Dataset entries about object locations

• • • • •

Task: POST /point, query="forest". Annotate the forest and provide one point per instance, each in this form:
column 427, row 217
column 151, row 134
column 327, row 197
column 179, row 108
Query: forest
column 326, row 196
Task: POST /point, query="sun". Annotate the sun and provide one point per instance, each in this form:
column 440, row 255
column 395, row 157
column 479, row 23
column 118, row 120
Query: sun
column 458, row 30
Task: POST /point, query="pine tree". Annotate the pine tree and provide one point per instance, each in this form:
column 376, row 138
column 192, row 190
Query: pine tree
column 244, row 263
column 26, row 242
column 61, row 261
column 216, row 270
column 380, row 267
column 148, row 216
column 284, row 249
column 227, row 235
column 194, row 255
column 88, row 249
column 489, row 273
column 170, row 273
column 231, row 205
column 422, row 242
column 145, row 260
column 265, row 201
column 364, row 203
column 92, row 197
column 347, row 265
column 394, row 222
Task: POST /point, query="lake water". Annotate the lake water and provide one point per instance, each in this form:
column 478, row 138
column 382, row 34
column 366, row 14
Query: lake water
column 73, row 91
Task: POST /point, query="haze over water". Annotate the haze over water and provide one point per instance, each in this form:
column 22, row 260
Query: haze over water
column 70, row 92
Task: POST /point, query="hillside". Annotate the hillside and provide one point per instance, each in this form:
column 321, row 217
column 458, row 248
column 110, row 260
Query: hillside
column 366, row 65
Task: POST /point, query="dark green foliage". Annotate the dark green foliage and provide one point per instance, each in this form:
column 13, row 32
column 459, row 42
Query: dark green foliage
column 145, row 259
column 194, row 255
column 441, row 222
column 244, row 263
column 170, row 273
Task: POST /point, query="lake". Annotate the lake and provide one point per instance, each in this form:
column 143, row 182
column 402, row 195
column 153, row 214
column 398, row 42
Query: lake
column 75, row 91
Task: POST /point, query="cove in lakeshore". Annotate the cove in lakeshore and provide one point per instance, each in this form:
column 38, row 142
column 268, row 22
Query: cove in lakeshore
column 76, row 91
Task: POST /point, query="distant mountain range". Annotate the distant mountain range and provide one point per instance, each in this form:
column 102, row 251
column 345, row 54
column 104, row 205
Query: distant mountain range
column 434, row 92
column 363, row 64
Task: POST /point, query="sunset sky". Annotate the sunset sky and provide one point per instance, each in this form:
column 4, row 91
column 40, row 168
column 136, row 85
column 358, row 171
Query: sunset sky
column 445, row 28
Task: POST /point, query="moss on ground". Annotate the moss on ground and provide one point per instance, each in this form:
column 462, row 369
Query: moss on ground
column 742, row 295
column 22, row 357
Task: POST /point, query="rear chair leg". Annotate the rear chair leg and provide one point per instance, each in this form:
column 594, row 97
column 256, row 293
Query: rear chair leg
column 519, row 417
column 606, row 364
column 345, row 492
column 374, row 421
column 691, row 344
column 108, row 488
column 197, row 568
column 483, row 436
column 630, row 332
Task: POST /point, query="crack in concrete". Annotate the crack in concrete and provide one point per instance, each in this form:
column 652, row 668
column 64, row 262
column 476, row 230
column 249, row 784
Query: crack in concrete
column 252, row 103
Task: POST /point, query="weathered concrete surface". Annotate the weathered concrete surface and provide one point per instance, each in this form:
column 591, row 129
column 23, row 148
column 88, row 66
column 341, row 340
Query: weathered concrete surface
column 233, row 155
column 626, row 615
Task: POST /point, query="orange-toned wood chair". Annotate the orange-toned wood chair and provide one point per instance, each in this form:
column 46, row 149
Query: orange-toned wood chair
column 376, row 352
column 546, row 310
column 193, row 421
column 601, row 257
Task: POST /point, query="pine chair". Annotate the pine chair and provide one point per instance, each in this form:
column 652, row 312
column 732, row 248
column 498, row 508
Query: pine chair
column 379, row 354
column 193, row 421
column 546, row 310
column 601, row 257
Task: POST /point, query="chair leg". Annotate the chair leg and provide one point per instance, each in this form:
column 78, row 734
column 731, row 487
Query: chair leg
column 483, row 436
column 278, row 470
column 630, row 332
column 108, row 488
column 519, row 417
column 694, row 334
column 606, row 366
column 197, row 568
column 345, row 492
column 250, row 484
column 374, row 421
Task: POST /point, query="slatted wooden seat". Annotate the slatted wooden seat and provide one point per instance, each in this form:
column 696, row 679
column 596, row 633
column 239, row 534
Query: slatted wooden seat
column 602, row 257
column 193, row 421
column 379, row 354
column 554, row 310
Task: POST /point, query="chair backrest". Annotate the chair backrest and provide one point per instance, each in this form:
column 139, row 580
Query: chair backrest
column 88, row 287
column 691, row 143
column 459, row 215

• • • • •

:: JOB ::
Write out every one of the entries above again, word for word and line by line, without changing anything.

:: SOLUTION FOR THIS TASK ::
Task: POST /point, query="forest". Annotate the forest and provide one point per instance, each in this form:
column 427, row 217
column 151, row 134
column 327, row 197
column 179, row 108
Query: forest
column 326, row 196
Task: POST /point, query="sun". Annotate the sun and provide one point per instance, each in this form:
column 440, row 255
column 395, row 157
column 479, row 23
column 118, row 120
Query: sun
column 458, row 30
Task: POST /point, query="pine tree". Annotate the pine tree and provide one point per instance, each in this form:
column 376, row 138
column 192, row 190
Query: pine tree
column 244, row 263
column 26, row 242
column 61, row 261
column 216, row 270
column 380, row 267
column 148, row 216
column 284, row 249
column 227, row 235
column 194, row 255
column 88, row 249
column 489, row 273
column 170, row 273
column 231, row 205
column 422, row 242
column 145, row 260
column 265, row 201
column 364, row 203
column 92, row 197
column 347, row 265
column 394, row 222
Task: POST /point, query="lake water". Annotate the lake water and provide one point per instance, each in this form:
column 478, row 138
column 382, row 34
column 366, row 14
Query: lake water
column 73, row 91
Task: POST /point, query="haze over water". Annotate the haze over water and provide one point per instance, each in this form:
column 22, row 260
Query: haze over water
column 70, row 92
Task: POST /point, query="hillside". Annotate the hillside and provide one point per instance, each in this form:
column 321, row 217
column 458, row 248
column 110, row 260
Query: hillside
column 366, row 65
Task: POST /point, query="dark green foliage". Annotate the dark green foliage and provide one point per instance, each in this form:
column 13, row 32
column 459, row 42
Query: dark green foliage
column 145, row 259
column 194, row 255
column 441, row 222
column 244, row 263
column 170, row 273
Task: POST /point, query="lake". Annotate the lake and provide one point per instance, each in this form:
column 143, row 182
column 402, row 195
column 153, row 214
column 398, row 42
Query: lake
column 75, row 91
Task: POST /point, query="cove in lakeshore". Annotate the cove in lakeshore and provide one point per instance, each in this form:
column 38, row 142
column 268, row 22
Query: cove in lakeshore
column 76, row 91
Task: POST /point, query="distant mountain range". Annotate the distant mountain range and provide one point per instance, each in this form:
column 102, row 251
column 345, row 54
column 104, row 205
Query: distant mountain range
column 434, row 92
column 363, row 64
Task: POST /point, query="sunset sky". Annotate the sunset sky and provide one point per instance, each in this form:
column 4, row 91
column 40, row 168
column 136, row 85
column 358, row 171
Query: sunset sky
column 445, row 28
Task: POST /point, query="moss on ground". Annotate the moss on ground and provide one point per instance, each in this form:
column 462, row 369
Query: moss on ground
column 742, row 295
column 22, row 357
Task: POST /point, query="rear chair leg". Annotate the rear chair leg and provide one point per instance, each in this form:
column 594, row 97
column 256, row 293
Query: rear chair leg
column 519, row 417
column 606, row 364
column 345, row 492
column 374, row 421
column 691, row 344
column 108, row 488
column 197, row 568
column 483, row 436
column 630, row 332
Task: POST /point, query="crack in concrete". Annotate the crack in concrete and provide one point per instance, each in this form:
column 652, row 668
column 64, row 262
column 476, row 230
column 249, row 784
Query: crack in concrete
column 252, row 103
Task: POST /point, query="weathered concrete surface". Annotate the weathered concrete surface and provide one point per instance, each in this form:
column 591, row 129
column 23, row 148
column 88, row 66
column 341, row 340
Query: weathered concrete surface
column 233, row 155
column 626, row 615
Task: POST /point, query="orange-toned wood chair". Annotate the orange-toned wood chair and provide one point per instance, each in this form:
column 46, row 149
Query: orange-toned wood chair
column 376, row 352
column 546, row 310
column 193, row 421
column 601, row 257
Task: POST /point, query="pine chair". Annotate the pine chair and provide one point per instance, each in this form:
column 652, row 312
column 732, row 248
column 498, row 508
Query: pine chair
column 379, row 354
column 193, row 421
column 546, row 310
column 601, row 257
Task: POST /point, query="chair leg". Annotate the chair leg and provide one point per instance, each in this form:
column 78, row 734
column 731, row 487
Query: chair leg
column 483, row 436
column 278, row 470
column 630, row 332
column 108, row 488
column 519, row 417
column 694, row 334
column 606, row 366
column 197, row 568
column 345, row 492
column 250, row 484
column 374, row 421
Task: POST /point, query="slatted wooden seat". Annotate the slatted wooden seat and provide one point per instance, each in this form:
column 696, row 679
column 596, row 633
column 239, row 534
Query: slatted wooden seat
column 602, row 257
column 193, row 421
column 379, row 354
column 554, row 310
Task: POST /point, query="chair backrest". Annotate the chair backrest and provide one point per instance, each in this form:
column 139, row 580
Query: chair backrest
column 88, row 287
column 691, row 143
column 459, row 215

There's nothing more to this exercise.